== Exercise instructions ==
Repeat every one of the rows below word for word.
═══ Records shown
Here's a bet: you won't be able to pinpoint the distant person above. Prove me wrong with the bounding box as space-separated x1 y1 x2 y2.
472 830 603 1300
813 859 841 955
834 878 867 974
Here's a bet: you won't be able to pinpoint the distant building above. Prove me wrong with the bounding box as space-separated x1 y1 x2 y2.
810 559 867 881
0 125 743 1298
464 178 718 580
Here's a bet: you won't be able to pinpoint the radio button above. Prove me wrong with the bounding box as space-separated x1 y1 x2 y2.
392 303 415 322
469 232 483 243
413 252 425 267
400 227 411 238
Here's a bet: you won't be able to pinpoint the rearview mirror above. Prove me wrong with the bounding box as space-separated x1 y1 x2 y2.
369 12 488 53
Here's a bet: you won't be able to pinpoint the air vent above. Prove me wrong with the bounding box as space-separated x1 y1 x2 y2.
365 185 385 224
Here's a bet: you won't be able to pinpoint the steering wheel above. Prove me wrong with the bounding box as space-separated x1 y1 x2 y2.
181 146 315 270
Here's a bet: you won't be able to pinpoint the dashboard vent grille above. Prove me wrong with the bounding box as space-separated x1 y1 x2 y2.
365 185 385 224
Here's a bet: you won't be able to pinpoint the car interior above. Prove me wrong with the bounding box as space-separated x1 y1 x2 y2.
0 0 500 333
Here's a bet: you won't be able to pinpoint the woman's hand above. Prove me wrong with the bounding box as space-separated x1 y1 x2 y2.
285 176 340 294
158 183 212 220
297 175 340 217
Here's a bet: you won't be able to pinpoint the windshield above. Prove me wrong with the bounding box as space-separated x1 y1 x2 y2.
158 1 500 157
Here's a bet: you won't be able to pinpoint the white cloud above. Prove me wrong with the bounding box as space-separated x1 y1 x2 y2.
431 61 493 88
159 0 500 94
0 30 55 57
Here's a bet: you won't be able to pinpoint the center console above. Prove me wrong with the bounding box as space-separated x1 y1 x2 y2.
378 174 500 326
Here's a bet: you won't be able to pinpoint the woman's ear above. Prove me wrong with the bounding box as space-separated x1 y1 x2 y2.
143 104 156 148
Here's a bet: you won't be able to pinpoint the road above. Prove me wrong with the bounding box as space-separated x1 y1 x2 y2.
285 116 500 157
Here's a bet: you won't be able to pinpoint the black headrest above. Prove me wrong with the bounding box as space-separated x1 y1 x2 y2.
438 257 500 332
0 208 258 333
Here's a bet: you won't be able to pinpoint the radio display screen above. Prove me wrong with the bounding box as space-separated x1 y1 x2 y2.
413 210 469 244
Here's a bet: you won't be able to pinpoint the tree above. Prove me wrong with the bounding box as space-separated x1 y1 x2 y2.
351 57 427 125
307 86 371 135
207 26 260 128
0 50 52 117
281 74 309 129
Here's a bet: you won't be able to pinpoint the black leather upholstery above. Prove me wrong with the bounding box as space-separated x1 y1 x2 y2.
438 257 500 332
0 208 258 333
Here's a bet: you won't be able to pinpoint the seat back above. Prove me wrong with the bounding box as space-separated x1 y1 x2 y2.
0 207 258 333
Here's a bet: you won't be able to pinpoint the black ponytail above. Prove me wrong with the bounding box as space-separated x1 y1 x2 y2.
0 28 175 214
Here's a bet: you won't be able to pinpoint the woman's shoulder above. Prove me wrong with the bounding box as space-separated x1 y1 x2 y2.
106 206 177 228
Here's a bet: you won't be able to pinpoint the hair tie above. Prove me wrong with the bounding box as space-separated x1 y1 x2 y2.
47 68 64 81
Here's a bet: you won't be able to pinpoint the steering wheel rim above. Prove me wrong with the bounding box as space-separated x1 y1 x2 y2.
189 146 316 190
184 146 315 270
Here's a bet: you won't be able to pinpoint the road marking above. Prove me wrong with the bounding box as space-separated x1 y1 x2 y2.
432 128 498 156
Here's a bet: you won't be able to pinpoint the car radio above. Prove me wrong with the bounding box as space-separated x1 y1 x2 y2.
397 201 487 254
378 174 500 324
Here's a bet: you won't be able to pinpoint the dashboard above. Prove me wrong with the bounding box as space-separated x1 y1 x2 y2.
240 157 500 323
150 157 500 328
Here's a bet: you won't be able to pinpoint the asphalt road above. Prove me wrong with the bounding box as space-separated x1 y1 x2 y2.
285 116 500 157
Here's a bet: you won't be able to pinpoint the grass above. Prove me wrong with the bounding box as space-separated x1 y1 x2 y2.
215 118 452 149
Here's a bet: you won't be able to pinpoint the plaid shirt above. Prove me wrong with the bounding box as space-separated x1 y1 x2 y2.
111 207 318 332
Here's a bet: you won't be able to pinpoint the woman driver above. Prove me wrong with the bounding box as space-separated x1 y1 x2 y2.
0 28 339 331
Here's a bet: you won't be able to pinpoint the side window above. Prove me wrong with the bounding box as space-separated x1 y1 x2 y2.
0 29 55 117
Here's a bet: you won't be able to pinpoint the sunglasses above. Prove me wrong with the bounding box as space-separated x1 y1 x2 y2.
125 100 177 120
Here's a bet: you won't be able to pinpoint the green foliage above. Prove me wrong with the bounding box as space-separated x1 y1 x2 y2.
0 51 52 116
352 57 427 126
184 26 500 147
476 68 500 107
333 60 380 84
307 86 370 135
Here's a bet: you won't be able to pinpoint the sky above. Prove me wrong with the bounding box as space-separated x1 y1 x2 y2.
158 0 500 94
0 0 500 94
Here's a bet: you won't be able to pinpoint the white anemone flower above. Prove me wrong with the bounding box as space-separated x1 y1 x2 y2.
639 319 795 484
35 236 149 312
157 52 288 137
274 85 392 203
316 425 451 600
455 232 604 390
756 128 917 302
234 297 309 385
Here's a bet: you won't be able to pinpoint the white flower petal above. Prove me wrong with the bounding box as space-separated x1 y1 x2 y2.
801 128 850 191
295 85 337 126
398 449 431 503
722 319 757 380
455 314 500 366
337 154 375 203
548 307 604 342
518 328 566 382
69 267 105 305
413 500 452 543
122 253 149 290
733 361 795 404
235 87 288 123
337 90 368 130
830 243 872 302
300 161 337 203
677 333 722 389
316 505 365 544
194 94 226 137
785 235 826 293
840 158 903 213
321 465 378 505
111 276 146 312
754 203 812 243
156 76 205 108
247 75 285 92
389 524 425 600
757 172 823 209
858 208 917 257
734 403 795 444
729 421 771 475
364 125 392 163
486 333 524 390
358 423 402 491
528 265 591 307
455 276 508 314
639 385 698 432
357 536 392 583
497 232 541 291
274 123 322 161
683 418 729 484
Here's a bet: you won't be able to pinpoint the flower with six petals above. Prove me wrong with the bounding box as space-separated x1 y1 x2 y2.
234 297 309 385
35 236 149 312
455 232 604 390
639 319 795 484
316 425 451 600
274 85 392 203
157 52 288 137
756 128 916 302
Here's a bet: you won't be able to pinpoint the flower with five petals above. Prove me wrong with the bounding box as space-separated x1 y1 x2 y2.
══════
== Answer below ==
Here's a bet: you won't be able to pinpoint the distant person above. Prove me wrong with the bounding box as space-separated x1 y1 x2 y2.
472 830 603 1300
813 859 841 955
834 878 867 974
Here's a bet: you won't be able to pinpoint the distant building above. Prove me wrong with the bounding box as space-separated x1 y1 x2 y2.
810 559 867 881
0 125 743 1298
464 178 718 580
Here's a bet: you won't be able to pinpoint the radio button above. Prove me wrong with the bounding box as space-separated x1 y1 x2 y2.
392 303 415 322
469 232 483 243
413 252 425 267
400 227 411 238
Here's a bet: you won't be able to pinpoint the rearview mirror above. Prove me wrong with the bounding box as space-separated x1 y1 x2 y2.
369 12 488 53
Here's a bet: you won't be able to pinpoint the air vent above. Prove me wrong with the bounding box as space-separated x1 y1 x2 y2.
365 185 385 224
Here's a bet: you won't be able to pinpoint the steering wheel above. Prove me wrong with the bounding box as space-separated x1 y1 x2 y2.
181 146 315 270
Here's a bet: you won't be able to pinpoint the dashboard vent grille above. Prove me wrong with the bounding box as space-separated x1 y1 x2 y2.
365 185 385 224
Here's a bet: you won't be able to pinpoint the car interior above. Prove me wrong with the bounding box as space-separated x1 y1 x2 y2.
0 0 500 333
Here's a bet: you won't be able to pinpoint the woman's hand above. Prove me wrong with the bounding box as space-separated x1 y1 x2 y2.
285 176 340 294
158 183 212 220
297 175 340 217
Here's a bet: you won't be able to pinpoint the windshield above. Prove me wrong with the bounding box as space-separated x1 y1 x2 y2.
158 1 500 157
Here's a bet: you won't be able to pinpoint the white cloud above. Prove me wrong with the bounding box as space-separated x1 y1 x2 y2.
431 61 493 88
159 0 500 94
0 30 55 57
Here's a bet: you won't be able to pinpoint the center console above. Prove me wrong with the bounding box as space-separated x1 y1 x2 y2.
378 174 500 326
Here's a bet: you won't be able to pinpoint the woman's ear above. Prove me wrong with the bounding box as space-separated x1 y1 x2 y2.
143 104 156 148
Here's a bet: you won't be able to pinpoint the road above. Prove me wrong with the bounding box as space-separated x1 y1 x2 y2.
285 116 500 157
Here's a bet: you won't be able to pinpoint the black headrest above. Prove me wrong with the bounding box as space-separated x1 y1 x2 y2.
438 257 500 332
0 208 258 333
Here's a bet: you won't be able to pinpoint the radio display screen above. Prove me wrong with the bounding box as space-separated x1 y1 x2 y2.
413 210 469 244
Here's a bet: you won't be able to pinpoint the tree above. Prove me wrong with the bounding box as space-separated x1 y1 x2 y2.
351 57 427 125
307 86 371 135
207 26 260 128
0 50 52 117
281 74 309 129
Here's a bet: you won't be able to pinpoint the black leather upholstery above. Prove me wrong with the bounding box as space-separated x1 y1 x2 y2.
438 257 500 332
0 208 258 333
Here's a bet: you won't be able to pinpoint the seat back above. Prove me wrong with the bounding box as space-separated x1 y1 x2 y2.
0 207 258 333
Here's a bet: you won't be able to pinpoint the black ponytail above. Prove me wrong with the bounding box as space-separated x1 y1 x2 y2.
0 28 175 214
Here's a bet: you won't be able to pinpoint the woman's shoulder above. Prove me wrong with the bounding box as space-separated x1 y1 x2 y2.
106 206 177 228
Here's a bet: you won't be able to pinpoint the hair tie above. Prove me wrong with the bounding box as space-separated x1 y1 x2 y2.
47 68 64 81
Here's a bet: you won't be able to pinpoint the steering wheel rim above. Prove me wrong with the bounding box as space-separated x1 y1 x2 y2.
189 146 316 190
184 146 315 270
Here's a bet: you won't be able to pinpoint the road marking above. Prove me wrong with the bounding box as space-separated x1 y1 x2 y2.
432 128 498 156
Here's a bet: you won't be able to pinpoint the car radio above. Prove me wrong with the bounding box as space-separated x1 y1 x2 y2.
397 201 487 254
378 174 500 324
Here's a bet: you won't be able to pinpoint the dashboard above. Prove me wrong with the bounding box as space-separated x1 y1 x2 y2.
240 157 500 323
150 157 500 328
Here's a bet: you won't be able to pinpoint the asphalt road above. Prove me wrong with the bounding box as space-separated x1 y1 x2 y2.
285 116 500 157
Here's a bet: you won't be able to pinpoint the grass above. Prove me wrong with the bounding box as space-separated x1 y1 x2 y2.
215 118 452 149
Here's a bet: you won't be able to pinpoint the plaid shirt above. Prove me wrong with the bounding box as space-separated x1 y1 x2 y2.
111 207 318 332
Here's a bet: you won't be able to pinpoint the woman driver above. Prove me wrong with the bounding box as space-separated x1 y1 x2 y2.
0 28 339 331
Here's a bet: you won't be able to pinpoint the side window above. Prove me wrong with the bounding box as space-separated x1 y1 x2 y2.
0 29 55 117
Here's a bet: you won't be able to pinpoint the sunglasses above. Prove me wrong with the bounding box as space-separated x1 y1 x2 y2.
125 100 177 120
Here's a bet: you won't be able to pinpoint the green foliage above. Prove me wrong with the bounding box as space-separated x1 y1 x2 y2.
0 51 52 116
352 57 427 126
184 26 500 147
476 68 500 107
333 60 380 84
307 86 370 135
Here's a bet: you won't be able to pinpoint the sky above. Prove me wrong with the bounding box as space-separated x1 y1 x2 y2.
158 0 500 94
0 0 500 94
Here's a bet: you won't be able to pinpoint the white anemone flower above. Prove me wrong with the bounding box as space-separated x1 y1 x2 y2.
639 319 795 484
35 236 149 312
157 52 288 137
274 85 392 203
316 425 451 600
455 232 604 390
756 128 917 302
234 297 309 385
Here's a bet: you won't be able to pinpoint the white flower petal above. Prove me wrong with the bounding box as space-separated x1 y1 x2 y2.
801 128 850 191
295 85 337 126
398 449 431 503
722 319 757 380
455 314 500 366
337 154 375 203
548 307 604 342
518 328 566 382
69 267 105 305
413 500 452 543
122 253 149 290
733 361 795 404
235 87 288 123
337 90 368 130
830 243 872 302
300 161 337 203
677 333 722 389
316 505 365 544
194 94 226 137
785 235 826 293
840 158 903 213
321 465 378 505
111 276 146 312
754 203 812 243
156 76 205 108
247 75 285 92
389 524 425 600
757 172 823 209
858 208 917 257
734 403 795 444
729 421 771 475
364 125 392 163
486 333 524 390
358 423 402 491
528 265 591 307
455 276 508 314
639 385 698 432
357 536 392 583
497 232 541 291
274 123 322 161
683 418 729 484
Here's a bet: you won't be able to pinpoint the flower with six petals above. Prove me wrong with the bounding box as space-separated x1 y1 x2 y2.
234 297 309 385
35 236 149 312
455 232 604 390
639 319 795 484
316 425 451 600
274 85 392 203
157 52 288 137
756 128 916 302
Here's a bet: you won't be able to pinpoint the flower with five petals above. Prove me wrong with the bounding box as space-separated x1 y1 x2 y2.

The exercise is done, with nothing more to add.